* GIVEN PROBLEM A:
Using the Colleen Moore profile, answer the following:
(i) In what town and state was Colleen Moore born?
(ii) Who traveled with her when she arrived in Hollywood in 1916?
(iii) Whom did she sign with in 1920?
* GIVEN PROBLEM B: Write the next part of the Colleen Moore profile, picking up right after its final sentence.

* EXCERPTED TEXT:
Colleen Moore - Silent Star of August, 1997

"I was the spark that lit up Flaming Youth, and Colleen Moore was the torch."
- F. Scott Fitzgerald

The torch that introduced the word flapper into the lexicon and defined a generation was born Kathleen Morrison in Port Huron, Michigan, on August 19, most likely in 1900.

For as long as she could remember, all Colleen ever wanted was to be a movie star. Her dream came true through a "payoff," when she was given a contract by D.W. Griffith in appreciation to her uncle Walter Howey, who got Intolerance past the board of censors.

After a brief screen test to ensure that her one blue eye, one brown eye would photograph, Colleen arrived in Hollywood in 1916 with her Grandmother Mary Kelly, and along with Bessie Love, Mildred Harris, Carmel Myers, Winifred Westover, and Pauline Starke became a stock player in the Griffith Studios. Her first film was with Bobby Harron and Mildred Harris in The Bad Boy. She made her second film, An Old Fashioned Young Man, again with Harron, then Hands Up!, directed by Tod Browning. According to Colleen's autobiography, the train robber in Hands Up! was none other than Al Jennings, a notorious train robber turned minister.

When Fine Arts studios was shut down she was given a small part in The Savage for Carl Laemmle's Bluebird Photoplays. Accompanied by her big scene in Hands Up!, Colleen made the rounds of the studios and got a contract with Selig Studios, where in 1918 she made A Hoosier Romance and Little Orphan Annie. In 1919 went to Ince Studios and made The Busher and The Egg Crate Wallop, then to Universal for The Man in the Moonlight and Common Property.

One of Colleen's first big breaks was leading lady to Fox's popular cowboy Tom Mix in The Wilderness Trail and The Cyclone. In 1920 she signed with Al Christie, appearing in several of his slapstick shorts, including A Roman Scandal, Her Bridal Nightmare, and So Long Letty, and in 1920 while on loan-out made The Devil´s Claim along with Sussue Hayakawa and When Dawn Came.

* DATASET SECTION:
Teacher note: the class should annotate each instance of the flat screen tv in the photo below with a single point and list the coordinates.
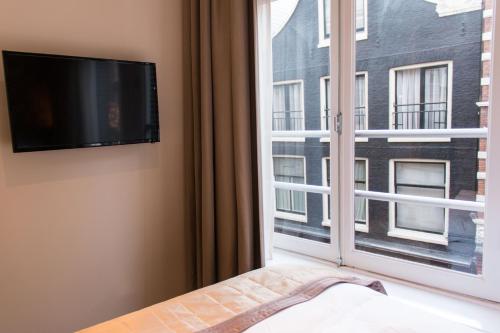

* EXPECTED ANSWER A:
(i) Port Huron, Michigan
(ii) Her grandmother, Mary Kelly
(iii) Al Christie

* EXPECTED ANSWER B:
Director Marshall Neilan chose Colleen to play the role of the courageous young Irish mother in Dinty. Impressed with her work, he secured Colleen's release from her Christie contract and signed her to a yearlong contract at $750 per week.

In 1921 she was loaned to King Vidor for the lead in Sky Pilot, then back to Neilan to star opposite John Barrymore in The Lotus Eater. According to Colleen, Barrymore was the "soul of kindness," coaching the young actress, and even going so far as to turn her to her best angle for the camera.

Neilan abandoned his independent unit and went to work for the Goldwyn Company, persuading Samuel Goldwyn to sign Colleen. Before she went, she did one more film for Christie, the feature-length comedy His Nibs, and took a part in an independent production of Broken Hearts of Broadway.

Her first film for Goldwyn was 1922's Come on Over, then The Wall Flower, both written by Rupert Hughes, uncle of Howard. Other producers clamored for her services, and Colleen was loaned out to do Affinities and Forsaking All Others. In 1922, Colleen starred in Broken Chains and Look Your Best for Goldwyn, and The Ninety and Nine for Vitagraph. In 1922 Colleen was named a WAMPAS Baby Star, along with Patsy Ruth Miller, Mary Philbin, Jacqueline Logan, Lois Wilson, Bessie Love, Claire Windsor, and Pauline Starke.

In 1923, after two quickies, Slippy McGee and April Showers, Colleen got the lead in two films for William Randolph Hearst's Cosmopolitan studio, The Nth Commandment and Through The Dark. Signed to First National, she met future husband John McCormick in 1923, marrying him in 1924. McCormick, a PR man for First National, on the strength of his wife's success rose to become production head for the studio. Colleen starred in 1923's The Huntress, but exploded as a star with Flaming Youth, 1923.

While Flaming Youth made Colleen a star, it also typecast her for nearly the rest of her career. She spent the most of the 1920's in flapper roles, in films such as 1924's The Perfect Flapper and Flirting With Love. Looking to stretch her talents, Colleen persuaded the studio to give her the role of Selina Peake in Edna Ferber's So Big. While giving one of the finest roles of her career, the film did poorly, and she was soon back in flapper style for 1925's Sally and We Moderns, and a comedy role in The Desert Flower.

In 1926 and 1927 Colleen was voted number one box office attraction, and continued her success in Irene and Ella Cinders, both 1926, and Twinkletoes, Orchids and Ermine and Naughty but Nice, 1927.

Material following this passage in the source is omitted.